**Given request**
Copy out the rows starting at the one that contains "Note for the class: annotate every instance of the red" and ending at the last row, requests included, and shift every number in their point coordinates up by 5. Leave the pictures out of your answer.

Provided information start

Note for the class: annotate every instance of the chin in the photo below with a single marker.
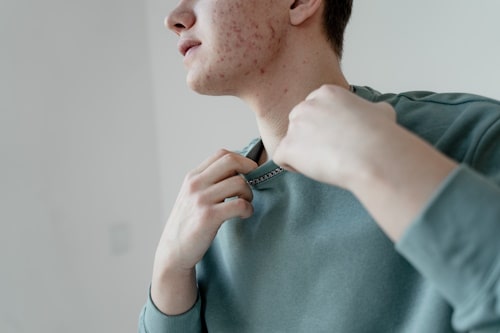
(209, 87)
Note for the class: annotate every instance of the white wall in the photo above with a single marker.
(445, 45)
(79, 180)
(98, 128)
(391, 45)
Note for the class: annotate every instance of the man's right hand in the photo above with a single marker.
(200, 209)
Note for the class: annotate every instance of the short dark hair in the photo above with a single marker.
(335, 18)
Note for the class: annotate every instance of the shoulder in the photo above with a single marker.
(455, 123)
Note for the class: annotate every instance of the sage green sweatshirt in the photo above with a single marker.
(311, 259)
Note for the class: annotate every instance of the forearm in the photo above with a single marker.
(173, 292)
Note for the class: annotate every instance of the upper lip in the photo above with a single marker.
(185, 44)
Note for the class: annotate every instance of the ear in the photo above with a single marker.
(301, 10)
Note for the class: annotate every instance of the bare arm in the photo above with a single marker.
(196, 217)
(363, 150)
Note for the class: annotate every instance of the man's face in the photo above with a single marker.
(229, 45)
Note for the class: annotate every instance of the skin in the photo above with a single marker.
(275, 56)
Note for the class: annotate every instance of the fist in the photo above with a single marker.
(332, 134)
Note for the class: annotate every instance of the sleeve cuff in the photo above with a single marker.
(156, 321)
(455, 240)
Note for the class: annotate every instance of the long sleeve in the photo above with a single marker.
(153, 320)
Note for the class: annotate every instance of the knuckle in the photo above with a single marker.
(193, 183)
(221, 152)
(206, 214)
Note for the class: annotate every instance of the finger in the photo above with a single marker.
(235, 186)
(226, 166)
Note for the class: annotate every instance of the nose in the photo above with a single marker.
(180, 19)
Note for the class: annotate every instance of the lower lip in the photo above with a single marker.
(190, 51)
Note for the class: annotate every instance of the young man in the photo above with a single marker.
(353, 212)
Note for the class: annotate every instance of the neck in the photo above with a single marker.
(286, 84)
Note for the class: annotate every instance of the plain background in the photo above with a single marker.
(98, 128)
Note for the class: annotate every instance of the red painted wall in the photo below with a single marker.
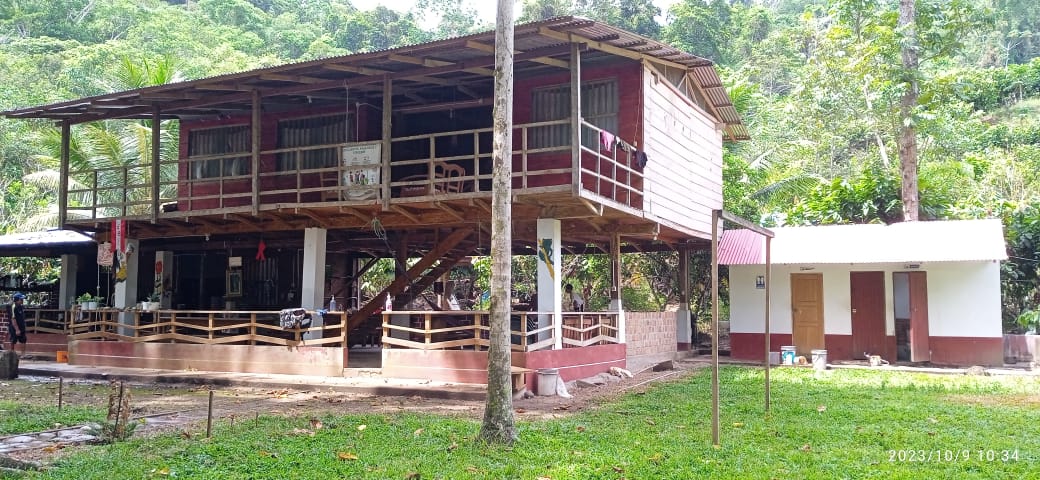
(628, 74)
(268, 140)
(967, 351)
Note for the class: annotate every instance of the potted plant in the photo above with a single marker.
(88, 301)
(152, 303)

Provided information end

**Solution to this task**
Note for the class: annotate every instance of the red painted wall in the photo below with a single marker.
(633, 79)
(273, 145)
(972, 356)
Note for the class: annotate every instance of the potted plant in the photo above with a single marker.
(93, 306)
(157, 308)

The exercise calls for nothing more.